Please lay out the records as a Markdown table with the columns "No." and "Line", giving each line's number and text and omitting blank lines. Start with the first line and continue through the line containing "637L1847 883L1756 735L1673".

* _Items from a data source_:
----

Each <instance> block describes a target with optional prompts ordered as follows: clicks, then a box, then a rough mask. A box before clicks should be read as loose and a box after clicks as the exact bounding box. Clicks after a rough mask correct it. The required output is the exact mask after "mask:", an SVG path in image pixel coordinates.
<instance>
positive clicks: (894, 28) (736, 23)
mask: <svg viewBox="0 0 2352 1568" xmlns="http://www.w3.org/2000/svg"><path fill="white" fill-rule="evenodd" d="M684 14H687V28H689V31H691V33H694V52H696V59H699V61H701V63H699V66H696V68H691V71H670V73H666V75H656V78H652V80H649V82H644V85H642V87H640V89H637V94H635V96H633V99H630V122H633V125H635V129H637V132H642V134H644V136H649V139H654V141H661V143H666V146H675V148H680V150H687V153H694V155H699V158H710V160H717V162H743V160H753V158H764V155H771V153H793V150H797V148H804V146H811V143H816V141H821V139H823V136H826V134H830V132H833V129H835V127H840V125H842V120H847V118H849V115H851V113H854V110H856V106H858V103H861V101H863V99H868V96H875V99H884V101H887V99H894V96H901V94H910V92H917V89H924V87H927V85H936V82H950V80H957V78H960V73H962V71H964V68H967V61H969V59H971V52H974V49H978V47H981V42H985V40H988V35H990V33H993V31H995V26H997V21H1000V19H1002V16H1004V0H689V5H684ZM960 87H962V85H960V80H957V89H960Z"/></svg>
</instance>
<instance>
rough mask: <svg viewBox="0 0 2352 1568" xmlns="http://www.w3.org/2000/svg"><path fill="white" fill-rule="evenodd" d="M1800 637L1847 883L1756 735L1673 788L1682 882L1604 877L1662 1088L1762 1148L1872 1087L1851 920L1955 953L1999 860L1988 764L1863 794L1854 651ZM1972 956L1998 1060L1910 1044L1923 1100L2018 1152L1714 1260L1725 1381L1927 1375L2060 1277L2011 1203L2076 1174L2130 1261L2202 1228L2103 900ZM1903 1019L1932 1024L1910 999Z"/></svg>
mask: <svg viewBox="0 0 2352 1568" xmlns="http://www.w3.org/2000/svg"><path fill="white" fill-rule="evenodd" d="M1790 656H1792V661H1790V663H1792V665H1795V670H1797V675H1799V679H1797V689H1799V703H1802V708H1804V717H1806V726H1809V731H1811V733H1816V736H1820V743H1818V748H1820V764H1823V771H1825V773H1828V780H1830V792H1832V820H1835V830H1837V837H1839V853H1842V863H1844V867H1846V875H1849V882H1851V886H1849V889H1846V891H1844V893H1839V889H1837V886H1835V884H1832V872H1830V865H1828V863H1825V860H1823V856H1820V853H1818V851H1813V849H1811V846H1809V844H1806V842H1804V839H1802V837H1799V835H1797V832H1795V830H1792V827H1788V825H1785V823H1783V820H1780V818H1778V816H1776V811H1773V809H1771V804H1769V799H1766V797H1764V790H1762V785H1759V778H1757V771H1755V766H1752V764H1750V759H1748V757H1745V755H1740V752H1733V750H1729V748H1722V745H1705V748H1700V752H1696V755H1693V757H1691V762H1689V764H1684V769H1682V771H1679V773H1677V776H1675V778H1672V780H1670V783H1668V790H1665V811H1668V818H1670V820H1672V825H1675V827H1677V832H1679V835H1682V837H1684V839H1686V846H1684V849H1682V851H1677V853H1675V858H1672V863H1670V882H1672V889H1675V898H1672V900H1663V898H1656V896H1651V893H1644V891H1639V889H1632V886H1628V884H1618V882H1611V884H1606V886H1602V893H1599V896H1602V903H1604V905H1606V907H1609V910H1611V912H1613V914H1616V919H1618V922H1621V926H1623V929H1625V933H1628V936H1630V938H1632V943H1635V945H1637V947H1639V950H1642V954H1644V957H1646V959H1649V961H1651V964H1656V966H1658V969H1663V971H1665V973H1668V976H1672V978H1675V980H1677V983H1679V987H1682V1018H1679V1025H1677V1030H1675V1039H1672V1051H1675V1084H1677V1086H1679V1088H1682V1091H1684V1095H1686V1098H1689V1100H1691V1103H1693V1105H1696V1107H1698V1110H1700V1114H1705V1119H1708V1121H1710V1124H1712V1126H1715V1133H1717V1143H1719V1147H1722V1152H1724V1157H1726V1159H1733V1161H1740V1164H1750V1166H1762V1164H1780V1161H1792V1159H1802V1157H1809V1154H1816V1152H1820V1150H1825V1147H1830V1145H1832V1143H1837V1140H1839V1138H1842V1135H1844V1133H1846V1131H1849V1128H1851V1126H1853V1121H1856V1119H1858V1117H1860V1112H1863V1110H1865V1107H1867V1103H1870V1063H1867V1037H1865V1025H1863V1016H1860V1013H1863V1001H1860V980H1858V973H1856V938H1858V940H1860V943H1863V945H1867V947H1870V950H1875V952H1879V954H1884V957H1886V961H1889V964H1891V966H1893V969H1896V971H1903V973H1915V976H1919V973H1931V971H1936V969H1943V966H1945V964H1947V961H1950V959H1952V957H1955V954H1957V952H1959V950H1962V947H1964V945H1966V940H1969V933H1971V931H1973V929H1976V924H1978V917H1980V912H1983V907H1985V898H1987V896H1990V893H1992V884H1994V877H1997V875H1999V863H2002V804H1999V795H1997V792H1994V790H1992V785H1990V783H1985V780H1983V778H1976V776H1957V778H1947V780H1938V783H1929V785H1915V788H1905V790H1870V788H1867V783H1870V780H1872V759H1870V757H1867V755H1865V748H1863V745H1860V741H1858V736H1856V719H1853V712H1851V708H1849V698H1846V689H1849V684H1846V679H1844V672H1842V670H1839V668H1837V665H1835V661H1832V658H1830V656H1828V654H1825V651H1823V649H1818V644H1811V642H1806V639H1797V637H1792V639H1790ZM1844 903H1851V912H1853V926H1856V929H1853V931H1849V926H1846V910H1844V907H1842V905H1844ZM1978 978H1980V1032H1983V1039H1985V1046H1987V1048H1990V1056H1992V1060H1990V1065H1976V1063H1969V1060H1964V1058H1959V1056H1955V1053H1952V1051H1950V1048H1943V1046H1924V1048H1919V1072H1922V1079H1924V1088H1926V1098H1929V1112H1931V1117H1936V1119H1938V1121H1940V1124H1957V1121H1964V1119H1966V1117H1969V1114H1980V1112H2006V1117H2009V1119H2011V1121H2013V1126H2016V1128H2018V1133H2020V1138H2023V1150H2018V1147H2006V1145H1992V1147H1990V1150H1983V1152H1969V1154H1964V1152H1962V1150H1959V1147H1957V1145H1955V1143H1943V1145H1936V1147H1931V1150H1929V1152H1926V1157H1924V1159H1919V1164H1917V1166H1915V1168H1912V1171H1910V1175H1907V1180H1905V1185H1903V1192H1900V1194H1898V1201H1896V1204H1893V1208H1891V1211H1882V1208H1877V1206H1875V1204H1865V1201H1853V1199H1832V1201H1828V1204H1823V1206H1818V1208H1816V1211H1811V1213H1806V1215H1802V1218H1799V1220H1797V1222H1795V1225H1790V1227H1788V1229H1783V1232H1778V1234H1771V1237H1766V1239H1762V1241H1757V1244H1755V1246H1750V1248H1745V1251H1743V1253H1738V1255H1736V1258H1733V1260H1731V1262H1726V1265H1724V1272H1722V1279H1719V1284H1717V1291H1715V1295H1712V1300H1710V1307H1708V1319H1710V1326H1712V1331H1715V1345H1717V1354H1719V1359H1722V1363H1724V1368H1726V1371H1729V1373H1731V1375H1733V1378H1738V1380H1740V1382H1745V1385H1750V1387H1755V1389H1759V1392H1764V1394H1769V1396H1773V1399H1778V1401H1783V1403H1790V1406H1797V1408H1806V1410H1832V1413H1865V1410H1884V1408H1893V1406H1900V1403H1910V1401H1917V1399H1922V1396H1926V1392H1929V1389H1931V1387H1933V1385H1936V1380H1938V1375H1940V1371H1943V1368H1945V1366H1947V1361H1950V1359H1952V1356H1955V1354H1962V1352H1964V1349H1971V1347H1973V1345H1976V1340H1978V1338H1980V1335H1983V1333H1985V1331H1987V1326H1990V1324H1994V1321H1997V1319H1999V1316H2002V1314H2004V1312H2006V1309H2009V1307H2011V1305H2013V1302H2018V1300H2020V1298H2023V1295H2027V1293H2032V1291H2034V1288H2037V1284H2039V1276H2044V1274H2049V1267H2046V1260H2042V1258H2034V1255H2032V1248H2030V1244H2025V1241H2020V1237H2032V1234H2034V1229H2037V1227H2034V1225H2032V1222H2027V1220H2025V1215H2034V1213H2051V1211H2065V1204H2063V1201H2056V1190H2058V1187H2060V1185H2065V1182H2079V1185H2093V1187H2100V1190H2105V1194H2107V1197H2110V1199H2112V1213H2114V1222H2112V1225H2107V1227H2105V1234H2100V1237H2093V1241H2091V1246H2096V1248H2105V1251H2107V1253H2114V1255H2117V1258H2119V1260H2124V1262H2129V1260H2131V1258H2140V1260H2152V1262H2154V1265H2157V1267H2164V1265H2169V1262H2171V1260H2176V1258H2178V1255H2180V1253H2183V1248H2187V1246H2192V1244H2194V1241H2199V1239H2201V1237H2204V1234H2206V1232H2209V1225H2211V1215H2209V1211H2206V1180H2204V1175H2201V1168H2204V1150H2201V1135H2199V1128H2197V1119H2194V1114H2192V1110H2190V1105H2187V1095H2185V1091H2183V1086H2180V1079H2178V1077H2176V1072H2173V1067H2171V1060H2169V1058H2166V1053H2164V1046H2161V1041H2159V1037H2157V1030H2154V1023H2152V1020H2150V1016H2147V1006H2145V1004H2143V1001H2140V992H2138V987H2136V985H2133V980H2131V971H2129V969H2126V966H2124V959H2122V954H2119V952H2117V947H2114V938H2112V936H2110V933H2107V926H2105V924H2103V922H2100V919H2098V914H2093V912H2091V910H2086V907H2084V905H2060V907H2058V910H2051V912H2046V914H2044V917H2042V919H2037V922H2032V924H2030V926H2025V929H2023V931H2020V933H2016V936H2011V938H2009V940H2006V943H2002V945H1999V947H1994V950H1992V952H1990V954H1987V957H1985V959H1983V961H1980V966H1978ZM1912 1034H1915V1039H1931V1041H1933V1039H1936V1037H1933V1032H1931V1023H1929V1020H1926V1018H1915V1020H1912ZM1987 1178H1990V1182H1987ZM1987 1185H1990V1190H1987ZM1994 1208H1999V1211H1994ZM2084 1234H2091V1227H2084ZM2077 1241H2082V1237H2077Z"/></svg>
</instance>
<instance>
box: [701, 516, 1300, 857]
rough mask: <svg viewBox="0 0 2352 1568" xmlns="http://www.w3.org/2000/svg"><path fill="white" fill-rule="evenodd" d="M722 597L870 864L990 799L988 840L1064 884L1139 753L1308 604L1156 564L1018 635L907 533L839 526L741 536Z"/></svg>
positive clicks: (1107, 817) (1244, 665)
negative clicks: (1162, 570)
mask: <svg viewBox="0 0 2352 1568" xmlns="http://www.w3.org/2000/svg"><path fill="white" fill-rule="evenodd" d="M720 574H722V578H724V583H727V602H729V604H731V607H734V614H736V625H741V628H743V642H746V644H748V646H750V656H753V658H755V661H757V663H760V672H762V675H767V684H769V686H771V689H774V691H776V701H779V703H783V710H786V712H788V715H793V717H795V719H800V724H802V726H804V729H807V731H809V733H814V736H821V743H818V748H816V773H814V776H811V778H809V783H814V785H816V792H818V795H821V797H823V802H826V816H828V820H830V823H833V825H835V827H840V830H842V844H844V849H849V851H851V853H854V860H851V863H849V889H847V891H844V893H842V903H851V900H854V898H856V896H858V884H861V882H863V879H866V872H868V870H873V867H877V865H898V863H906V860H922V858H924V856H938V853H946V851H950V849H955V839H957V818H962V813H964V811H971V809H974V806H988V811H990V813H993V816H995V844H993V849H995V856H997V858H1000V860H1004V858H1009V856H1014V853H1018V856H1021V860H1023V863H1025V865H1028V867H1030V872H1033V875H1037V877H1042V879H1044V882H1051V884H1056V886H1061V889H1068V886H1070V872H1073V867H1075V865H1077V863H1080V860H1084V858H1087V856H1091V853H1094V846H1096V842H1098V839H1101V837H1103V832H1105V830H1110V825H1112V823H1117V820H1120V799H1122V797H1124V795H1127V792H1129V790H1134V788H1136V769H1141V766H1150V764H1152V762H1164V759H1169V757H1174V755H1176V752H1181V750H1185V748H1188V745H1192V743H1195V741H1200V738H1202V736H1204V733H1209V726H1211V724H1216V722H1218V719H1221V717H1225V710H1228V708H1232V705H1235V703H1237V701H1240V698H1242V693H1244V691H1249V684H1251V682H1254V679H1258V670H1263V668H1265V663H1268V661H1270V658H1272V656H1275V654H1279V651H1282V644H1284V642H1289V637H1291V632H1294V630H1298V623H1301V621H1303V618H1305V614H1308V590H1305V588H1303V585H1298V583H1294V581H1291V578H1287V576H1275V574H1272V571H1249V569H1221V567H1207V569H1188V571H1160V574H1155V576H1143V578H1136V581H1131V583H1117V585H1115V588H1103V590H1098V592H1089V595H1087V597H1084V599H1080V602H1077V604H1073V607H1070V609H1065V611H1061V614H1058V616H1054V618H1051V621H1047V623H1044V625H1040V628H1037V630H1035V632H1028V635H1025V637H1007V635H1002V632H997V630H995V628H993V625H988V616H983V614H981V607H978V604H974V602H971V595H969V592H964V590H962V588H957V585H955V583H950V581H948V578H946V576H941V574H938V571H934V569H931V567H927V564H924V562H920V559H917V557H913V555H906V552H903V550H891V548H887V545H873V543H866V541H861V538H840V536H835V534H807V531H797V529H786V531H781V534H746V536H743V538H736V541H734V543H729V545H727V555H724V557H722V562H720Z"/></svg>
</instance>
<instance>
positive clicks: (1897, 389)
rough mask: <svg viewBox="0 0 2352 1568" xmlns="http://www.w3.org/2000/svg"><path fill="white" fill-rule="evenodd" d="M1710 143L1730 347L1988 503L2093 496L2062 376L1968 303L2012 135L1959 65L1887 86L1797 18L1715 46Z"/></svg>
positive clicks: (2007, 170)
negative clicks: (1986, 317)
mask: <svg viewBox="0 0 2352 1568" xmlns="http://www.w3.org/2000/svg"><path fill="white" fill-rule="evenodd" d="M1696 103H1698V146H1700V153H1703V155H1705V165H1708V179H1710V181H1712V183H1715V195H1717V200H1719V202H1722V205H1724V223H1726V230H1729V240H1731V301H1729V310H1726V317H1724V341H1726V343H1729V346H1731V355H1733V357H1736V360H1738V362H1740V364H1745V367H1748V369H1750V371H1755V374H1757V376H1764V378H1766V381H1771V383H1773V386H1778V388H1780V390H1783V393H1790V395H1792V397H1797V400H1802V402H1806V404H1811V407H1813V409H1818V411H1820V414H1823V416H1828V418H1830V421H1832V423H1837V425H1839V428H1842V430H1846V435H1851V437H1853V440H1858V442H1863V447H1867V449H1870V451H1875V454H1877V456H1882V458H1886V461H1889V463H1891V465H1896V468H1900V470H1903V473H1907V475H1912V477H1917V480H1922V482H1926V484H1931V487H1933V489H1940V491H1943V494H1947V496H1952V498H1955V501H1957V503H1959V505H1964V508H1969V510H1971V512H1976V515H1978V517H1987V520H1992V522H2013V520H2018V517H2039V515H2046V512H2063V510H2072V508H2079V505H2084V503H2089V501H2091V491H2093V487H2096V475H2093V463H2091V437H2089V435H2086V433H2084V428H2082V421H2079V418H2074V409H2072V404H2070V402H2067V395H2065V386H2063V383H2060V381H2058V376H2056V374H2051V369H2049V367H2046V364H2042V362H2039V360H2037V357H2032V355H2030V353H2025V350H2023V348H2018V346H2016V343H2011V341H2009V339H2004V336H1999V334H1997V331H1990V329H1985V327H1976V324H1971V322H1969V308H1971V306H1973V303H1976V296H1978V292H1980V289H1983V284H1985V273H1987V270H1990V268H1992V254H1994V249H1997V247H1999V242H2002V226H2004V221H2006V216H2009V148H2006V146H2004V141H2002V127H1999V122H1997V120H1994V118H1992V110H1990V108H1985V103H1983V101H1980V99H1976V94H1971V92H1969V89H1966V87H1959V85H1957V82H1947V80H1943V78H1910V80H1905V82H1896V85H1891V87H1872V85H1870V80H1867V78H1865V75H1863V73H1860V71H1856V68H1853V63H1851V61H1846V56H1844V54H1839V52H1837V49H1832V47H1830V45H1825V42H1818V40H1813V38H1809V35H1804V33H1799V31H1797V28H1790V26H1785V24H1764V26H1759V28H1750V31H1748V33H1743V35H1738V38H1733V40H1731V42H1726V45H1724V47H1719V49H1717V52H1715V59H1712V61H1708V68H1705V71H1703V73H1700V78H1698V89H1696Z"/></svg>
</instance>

----

* _ANSWER SECTION_:
| No. | Line |
|---|---|
| 1 | Each <instance> block describes a target with optional prompts ordered as follows: clicks, then a box, then a rough mask. A box before clicks should be read as loose and a box after clicks as the exact bounding box. Clicks after a rough mask correct it. The required output is the exact mask after "mask:", an SVG path in image pixel coordinates. |
| 2 | <instance> |
| 3 | positive clicks: (894, 28) (736, 23) |
| 4 | mask: <svg viewBox="0 0 2352 1568" xmlns="http://www.w3.org/2000/svg"><path fill="white" fill-rule="evenodd" d="M684 14H687V28H689V31H691V33H694V52H696V59H699V61H701V63H699V66H696V68H691V71H670V73H666V75H656V78H652V80H649V82H644V85H642V87H640V89H637V94H635V96H633V99H630V122H633V125H635V129H637V132H642V134H644V136H649V139H654V141H661V143H666V146H675V148H680V150H687V153H694V155H699V158H710V160H717V162H743V160H753V158H764V155H771V153H793V150H797V148H804V146H811V143H816V141H821V139H823V136H826V134H830V132H833V129H835V127H840V125H842V120H847V118H849V115H851V113H854V110H856V106H858V103H861V101H863V99H868V96H875V99H884V101H887V99H894V96H901V94H910V92H917V89H924V87H927V85H936V82H950V80H957V78H960V73H962V71H964V68H967V61H969V59H971V52H974V49H978V47H981V42H985V40H988V35H990V33H993V31H995V26H997V21H1000V19H1002V16H1004V0H689V5H684ZM960 87H962V85H960V80H957V89H960Z"/></svg> |
| 5 | </instance> |
| 6 | <instance> |
| 7 | rough mask: <svg viewBox="0 0 2352 1568" xmlns="http://www.w3.org/2000/svg"><path fill="white" fill-rule="evenodd" d="M1800 637L1847 883L1756 735L1673 788L1682 882L1604 877L1662 1088L1762 1148L1872 1087L1851 920L1955 953L1999 860L1988 764L1863 794L1854 651ZM1972 956L1998 1060L1910 1044L1923 1100L2018 1152L1714 1260L1725 1381L1927 1375L2060 1277L2011 1203L2076 1174L2130 1261L2202 1228L2103 900ZM1903 1019L1932 1024L1910 999Z"/></svg> |